EXERCISE BRIEF - Down to the last word, output the records below, skipping any images.

DATA FOR PROCESSING -
★ ★ ★ ★ ★ ★ ★

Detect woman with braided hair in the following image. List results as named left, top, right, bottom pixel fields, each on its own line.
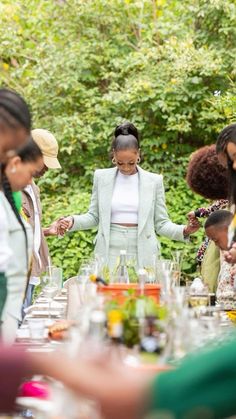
left=0, top=139, right=43, bottom=342
left=0, top=88, right=32, bottom=322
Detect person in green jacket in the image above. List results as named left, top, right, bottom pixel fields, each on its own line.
left=28, top=335, right=236, bottom=419
left=1, top=336, right=236, bottom=418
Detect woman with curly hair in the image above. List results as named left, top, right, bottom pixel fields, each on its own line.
left=186, top=144, right=229, bottom=291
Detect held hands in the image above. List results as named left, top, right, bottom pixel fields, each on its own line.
left=187, top=211, right=196, bottom=222
left=224, top=243, right=236, bottom=264
left=44, top=216, right=74, bottom=237
left=57, top=216, right=74, bottom=236
left=184, top=212, right=201, bottom=236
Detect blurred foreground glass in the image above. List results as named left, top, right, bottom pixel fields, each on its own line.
left=189, top=284, right=209, bottom=309
left=171, top=262, right=181, bottom=287
left=45, top=266, right=62, bottom=292
left=28, top=318, right=45, bottom=341
left=156, top=259, right=173, bottom=302
left=172, top=250, right=184, bottom=268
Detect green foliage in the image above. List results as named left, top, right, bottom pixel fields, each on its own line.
left=42, top=190, right=96, bottom=279
left=0, top=0, right=235, bottom=278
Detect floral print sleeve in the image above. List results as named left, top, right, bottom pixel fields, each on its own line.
left=216, top=260, right=236, bottom=310
left=194, top=199, right=228, bottom=218
left=196, top=199, right=229, bottom=264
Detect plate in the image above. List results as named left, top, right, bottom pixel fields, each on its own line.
left=26, top=347, right=55, bottom=353
left=28, top=310, right=62, bottom=318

★ ★ ★ ★ ★ ★ ★

EXERCISE ANSWER -
Detect woman with braided hair in the following image. List results as named left, top, right, bottom pixel fields, each on its own line.
left=0, top=139, right=43, bottom=342
left=0, top=88, right=32, bottom=322
Detect person in green jacket in the image above. List results as named left, top, right, bottom pixel fields, each on its own line.
left=28, top=335, right=236, bottom=419
left=1, top=336, right=236, bottom=418
Detect woman with curly hair in the image above. List results as named left, top, right, bottom pixel fields, each on its own line.
left=186, top=144, right=229, bottom=291
Detect held hands in the image above. List results as named left, top, right, bottom pixel fields, each on its own line.
left=187, top=211, right=196, bottom=222
left=224, top=243, right=236, bottom=264
left=44, top=216, right=74, bottom=237
left=57, top=216, right=74, bottom=236
left=184, top=212, right=201, bottom=236
Detect blurred foreground glass in the image above. List results as named left, top, right, bottom pixel fields, each on its own line.
left=189, top=284, right=209, bottom=309
left=171, top=262, right=181, bottom=287
left=45, top=266, right=62, bottom=292
left=28, top=318, right=45, bottom=341
left=156, top=259, right=173, bottom=302
left=172, top=250, right=184, bottom=268
Detect green foliage in the image above. List results as named left, top, right, bottom pixel fields, each on its own line.
left=42, top=190, right=96, bottom=279
left=0, top=0, right=235, bottom=278
Detect floral print sleeve in the image above. List results as named left, top, right, bottom pixel fields, each on its own line.
left=216, top=260, right=236, bottom=310
left=194, top=199, right=228, bottom=218
left=196, top=199, right=229, bottom=264
Detect plate in the image above. List results as named left, top, right, bottom pixel fields, each on its own line.
left=26, top=347, right=55, bottom=353
left=28, top=310, right=62, bottom=318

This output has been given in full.